__EXERCISE__.
Identify the line in which "Where can the tall" appears, then reproduce that line and all remaining lines of the records word for word.
==================================================
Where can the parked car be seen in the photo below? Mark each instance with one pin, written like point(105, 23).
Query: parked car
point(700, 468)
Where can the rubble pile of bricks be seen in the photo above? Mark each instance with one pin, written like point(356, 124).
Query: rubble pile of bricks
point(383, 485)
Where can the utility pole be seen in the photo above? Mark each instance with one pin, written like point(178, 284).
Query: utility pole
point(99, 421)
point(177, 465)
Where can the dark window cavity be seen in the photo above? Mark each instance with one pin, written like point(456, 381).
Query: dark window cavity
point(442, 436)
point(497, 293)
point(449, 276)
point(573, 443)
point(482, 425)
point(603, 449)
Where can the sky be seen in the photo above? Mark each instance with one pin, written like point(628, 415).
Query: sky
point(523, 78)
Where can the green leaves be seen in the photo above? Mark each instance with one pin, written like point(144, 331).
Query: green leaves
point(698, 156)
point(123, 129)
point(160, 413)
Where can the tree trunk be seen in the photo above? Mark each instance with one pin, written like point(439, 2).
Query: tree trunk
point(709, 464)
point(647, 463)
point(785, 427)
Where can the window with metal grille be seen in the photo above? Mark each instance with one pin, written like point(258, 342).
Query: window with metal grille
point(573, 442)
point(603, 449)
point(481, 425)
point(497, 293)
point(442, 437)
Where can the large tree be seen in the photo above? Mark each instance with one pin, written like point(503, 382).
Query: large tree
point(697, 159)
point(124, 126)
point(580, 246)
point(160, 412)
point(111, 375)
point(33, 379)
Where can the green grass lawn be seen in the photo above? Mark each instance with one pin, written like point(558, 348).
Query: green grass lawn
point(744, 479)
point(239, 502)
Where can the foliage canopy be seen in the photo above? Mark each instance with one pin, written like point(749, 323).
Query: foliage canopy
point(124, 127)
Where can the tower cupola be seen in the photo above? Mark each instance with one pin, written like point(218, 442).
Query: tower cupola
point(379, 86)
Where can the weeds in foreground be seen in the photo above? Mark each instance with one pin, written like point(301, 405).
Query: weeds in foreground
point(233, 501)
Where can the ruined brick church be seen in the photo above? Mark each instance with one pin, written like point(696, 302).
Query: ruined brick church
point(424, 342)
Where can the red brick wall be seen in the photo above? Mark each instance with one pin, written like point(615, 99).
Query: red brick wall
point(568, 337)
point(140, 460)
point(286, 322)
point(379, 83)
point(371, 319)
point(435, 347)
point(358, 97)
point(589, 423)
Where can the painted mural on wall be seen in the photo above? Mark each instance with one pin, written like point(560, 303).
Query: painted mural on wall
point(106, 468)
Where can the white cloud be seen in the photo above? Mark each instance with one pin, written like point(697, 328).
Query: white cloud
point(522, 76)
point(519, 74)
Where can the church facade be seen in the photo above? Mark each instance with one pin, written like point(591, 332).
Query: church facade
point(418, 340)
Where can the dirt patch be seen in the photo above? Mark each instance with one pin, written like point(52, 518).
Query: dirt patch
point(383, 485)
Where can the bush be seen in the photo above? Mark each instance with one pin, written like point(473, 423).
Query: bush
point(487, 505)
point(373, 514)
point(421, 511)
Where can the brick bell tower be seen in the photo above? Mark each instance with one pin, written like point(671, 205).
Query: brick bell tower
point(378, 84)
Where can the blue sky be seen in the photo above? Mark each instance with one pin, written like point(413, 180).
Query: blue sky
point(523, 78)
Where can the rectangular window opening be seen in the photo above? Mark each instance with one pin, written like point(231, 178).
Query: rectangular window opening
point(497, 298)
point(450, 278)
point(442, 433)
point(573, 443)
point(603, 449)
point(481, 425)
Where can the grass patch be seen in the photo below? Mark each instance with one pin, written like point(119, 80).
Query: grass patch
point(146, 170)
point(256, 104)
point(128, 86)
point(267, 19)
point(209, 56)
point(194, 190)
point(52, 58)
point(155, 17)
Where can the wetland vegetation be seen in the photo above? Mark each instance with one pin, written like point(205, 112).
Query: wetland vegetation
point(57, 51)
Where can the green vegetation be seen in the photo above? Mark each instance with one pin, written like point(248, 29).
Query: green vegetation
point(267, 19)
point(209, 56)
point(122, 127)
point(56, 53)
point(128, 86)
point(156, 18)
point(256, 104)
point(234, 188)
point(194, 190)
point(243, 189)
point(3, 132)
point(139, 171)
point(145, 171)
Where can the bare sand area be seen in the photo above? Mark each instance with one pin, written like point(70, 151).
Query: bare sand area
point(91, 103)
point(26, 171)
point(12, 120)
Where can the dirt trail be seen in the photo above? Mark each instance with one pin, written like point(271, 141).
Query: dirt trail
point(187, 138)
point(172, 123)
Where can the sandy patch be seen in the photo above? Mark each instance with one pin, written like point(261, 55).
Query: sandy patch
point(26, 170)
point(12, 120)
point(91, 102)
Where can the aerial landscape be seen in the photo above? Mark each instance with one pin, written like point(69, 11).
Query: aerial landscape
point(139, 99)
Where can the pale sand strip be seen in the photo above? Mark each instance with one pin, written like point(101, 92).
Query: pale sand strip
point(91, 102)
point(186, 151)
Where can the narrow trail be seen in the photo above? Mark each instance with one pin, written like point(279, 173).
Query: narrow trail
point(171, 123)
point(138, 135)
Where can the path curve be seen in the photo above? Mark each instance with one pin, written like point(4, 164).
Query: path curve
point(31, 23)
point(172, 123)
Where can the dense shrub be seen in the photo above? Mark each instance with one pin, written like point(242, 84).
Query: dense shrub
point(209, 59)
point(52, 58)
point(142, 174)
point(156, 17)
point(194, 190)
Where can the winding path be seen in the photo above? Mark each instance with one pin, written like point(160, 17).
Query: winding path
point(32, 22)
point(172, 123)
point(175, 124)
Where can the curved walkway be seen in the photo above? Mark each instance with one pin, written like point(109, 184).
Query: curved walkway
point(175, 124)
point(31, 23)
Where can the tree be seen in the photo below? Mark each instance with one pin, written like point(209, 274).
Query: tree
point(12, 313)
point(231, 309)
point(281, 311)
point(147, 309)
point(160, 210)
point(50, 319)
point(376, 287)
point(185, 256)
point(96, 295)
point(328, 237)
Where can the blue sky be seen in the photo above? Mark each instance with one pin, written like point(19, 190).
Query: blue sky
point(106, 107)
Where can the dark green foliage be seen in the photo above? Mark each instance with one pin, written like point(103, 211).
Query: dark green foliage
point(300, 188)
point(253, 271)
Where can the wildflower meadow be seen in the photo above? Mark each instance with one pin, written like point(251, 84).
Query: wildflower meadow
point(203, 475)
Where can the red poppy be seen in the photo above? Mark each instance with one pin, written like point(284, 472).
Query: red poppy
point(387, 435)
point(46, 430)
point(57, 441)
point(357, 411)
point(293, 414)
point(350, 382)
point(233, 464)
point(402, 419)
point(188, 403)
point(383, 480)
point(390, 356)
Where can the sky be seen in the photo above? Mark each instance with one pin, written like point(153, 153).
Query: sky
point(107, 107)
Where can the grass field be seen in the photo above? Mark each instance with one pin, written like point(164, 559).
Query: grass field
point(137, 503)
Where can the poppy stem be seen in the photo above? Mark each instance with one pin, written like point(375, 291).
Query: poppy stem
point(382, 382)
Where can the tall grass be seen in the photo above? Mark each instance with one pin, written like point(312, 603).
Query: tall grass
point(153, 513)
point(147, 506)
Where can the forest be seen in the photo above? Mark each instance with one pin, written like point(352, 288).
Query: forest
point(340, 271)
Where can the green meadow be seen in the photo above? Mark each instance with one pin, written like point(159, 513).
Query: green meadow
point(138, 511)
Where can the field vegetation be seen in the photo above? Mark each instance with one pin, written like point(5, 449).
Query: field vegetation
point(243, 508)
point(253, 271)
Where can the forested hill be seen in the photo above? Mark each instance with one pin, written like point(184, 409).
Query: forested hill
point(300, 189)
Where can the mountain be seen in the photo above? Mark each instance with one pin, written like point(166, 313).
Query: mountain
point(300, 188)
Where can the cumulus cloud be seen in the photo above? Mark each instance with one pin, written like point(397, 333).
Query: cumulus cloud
==================================================
__ANSWER TO THIS EXERCISE__.
Where can the tall grass be seen in the photo above? Mark each instance with one pin, written like point(312, 603).
Query: tall grass
point(153, 513)
point(147, 506)
Where can the forest be seen in the photo above? Mark each instance with one pin, written like point(352, 288).
Query: forest
point(340, 271)
Where can the green meadow be seen in the photo above? Mark each instance with one pin, written like point(159, 513).
Query: green meadow
point(138, 511)
Where can the field vegetation be seen in the photo above? Mark each instance with one pin, written like point(5, 449).
Query: field vegetation
point(243, 508)
point(253, 271)
Where can the forested hill be seen in the photo above? Mark each instance with one pin, written like point(184, 409).
Query: forested hill
point(300, 189)
Where can the mountain be seen in the photo above? Mark each instance with one pin, written like point(166, 313).
Query: mountain
point(300, 188)
Where can the cumulus cloud be seen in the photo above? Mark each instance with one pin, written like point(397, 333).
Query: cumulus cloud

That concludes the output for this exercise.